__Extrait choisi__.
= = = =

Les démarches des cigarettiers qui cherchent à faire s'envoler en fumée les 15 milliards de dollars de dommages que la Cour supérieure les a condamnés à verser aux fumeurs québécois tirent à leur fin.

Les parties ont conclu la présentation de leurs arguments vendredi en Cour d'appel à Montréal, mais le tribunal leur a demandé de revenir mercredi prochain afin de répondre aux questions des cinq juges qui les ont entendues.

Essentiellement, l'argumentaire des compagnies Imperial Tobacco, JTI-Macdonald et Rothmans-Benson & Hedges tourne autour d'un concept qui se rapproche du «consentement éclairé» des fumeurs.

«Les consommateurs étaient au courant des risques associés au tabagisme depuis des décennies», a soutenu le directeur des affaires corporatives d'Imperial Tobacco, Éric Gagnon, en entrevue avec La Presse canadienne sur place.

«Dans les années 70, il y avait déjà des messages de santé qui exposaient les risques associés au tabagisme et, donc, on continue à croire qu'on ne devrait pas être tenus responsables pour les décisions des adultes», a-t-il poursuivi.

= = = =

__Consigne__.
Pouvez-vous recopier mot pour mot le passage de l'article sur les cigarettiers qui va de « Essentiellement, l'argumentaire des » à « canadienne sur place. » ? Les lignes qui viennent ensuite sont indépendantes de l'article.

(Entrées de données enregistrées)
= = = =

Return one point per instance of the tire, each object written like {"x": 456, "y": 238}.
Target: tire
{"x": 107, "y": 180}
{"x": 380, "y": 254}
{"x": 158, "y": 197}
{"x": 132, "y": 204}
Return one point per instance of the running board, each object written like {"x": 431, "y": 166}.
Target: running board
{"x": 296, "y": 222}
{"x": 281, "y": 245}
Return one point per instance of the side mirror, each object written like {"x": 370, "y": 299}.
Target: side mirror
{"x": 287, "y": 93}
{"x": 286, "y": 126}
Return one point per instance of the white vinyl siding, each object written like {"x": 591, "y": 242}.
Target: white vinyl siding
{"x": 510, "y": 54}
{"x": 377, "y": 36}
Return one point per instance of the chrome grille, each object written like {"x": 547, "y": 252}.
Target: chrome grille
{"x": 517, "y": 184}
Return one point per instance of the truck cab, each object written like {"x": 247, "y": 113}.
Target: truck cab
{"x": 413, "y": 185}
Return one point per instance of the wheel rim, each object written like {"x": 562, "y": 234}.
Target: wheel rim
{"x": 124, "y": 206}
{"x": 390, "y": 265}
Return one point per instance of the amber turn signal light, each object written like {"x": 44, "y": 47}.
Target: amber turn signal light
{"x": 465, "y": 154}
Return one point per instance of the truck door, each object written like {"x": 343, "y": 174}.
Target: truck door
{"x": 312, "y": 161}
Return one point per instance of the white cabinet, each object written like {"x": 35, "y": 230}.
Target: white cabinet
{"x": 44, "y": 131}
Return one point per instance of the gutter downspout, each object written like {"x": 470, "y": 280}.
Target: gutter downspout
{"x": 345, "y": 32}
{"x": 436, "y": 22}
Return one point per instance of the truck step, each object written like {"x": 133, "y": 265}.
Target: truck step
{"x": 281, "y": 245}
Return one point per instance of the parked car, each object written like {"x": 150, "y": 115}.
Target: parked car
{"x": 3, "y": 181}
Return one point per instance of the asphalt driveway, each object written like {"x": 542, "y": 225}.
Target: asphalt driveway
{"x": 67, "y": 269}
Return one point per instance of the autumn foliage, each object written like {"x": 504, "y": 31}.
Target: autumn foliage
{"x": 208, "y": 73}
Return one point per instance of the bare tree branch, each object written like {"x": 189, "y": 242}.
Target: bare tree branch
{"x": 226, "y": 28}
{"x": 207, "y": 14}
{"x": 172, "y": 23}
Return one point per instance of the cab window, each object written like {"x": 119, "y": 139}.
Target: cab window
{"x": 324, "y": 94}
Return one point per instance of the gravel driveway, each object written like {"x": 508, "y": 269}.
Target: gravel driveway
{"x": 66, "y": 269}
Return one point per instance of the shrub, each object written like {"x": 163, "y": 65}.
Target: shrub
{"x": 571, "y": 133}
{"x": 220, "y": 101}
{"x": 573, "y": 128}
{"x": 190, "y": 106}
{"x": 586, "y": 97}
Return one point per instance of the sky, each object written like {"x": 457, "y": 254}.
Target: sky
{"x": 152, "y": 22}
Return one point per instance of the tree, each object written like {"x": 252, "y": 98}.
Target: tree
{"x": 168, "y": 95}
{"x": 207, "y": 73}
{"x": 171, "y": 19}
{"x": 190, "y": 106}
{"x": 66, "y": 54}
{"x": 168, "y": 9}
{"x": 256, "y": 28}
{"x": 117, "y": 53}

= = = =

__Espace réponse__.
Essentiellement, l'argumentaire des compagnies Imperial Tobacco, JTI-Macdonald et Rothmans-Benson & Hedges tourne autour d'un concept qui se rapproche du «consentement éclairé» des fumeurs.

«Les consommateurs étaient au courant des risques associés au tabagisme depuis des décennies», a soutenu le directeur des affaires corporatives d'Imperial Tobacco, Éric Gagnon, en entrevue avec La Presse canadienne sur place.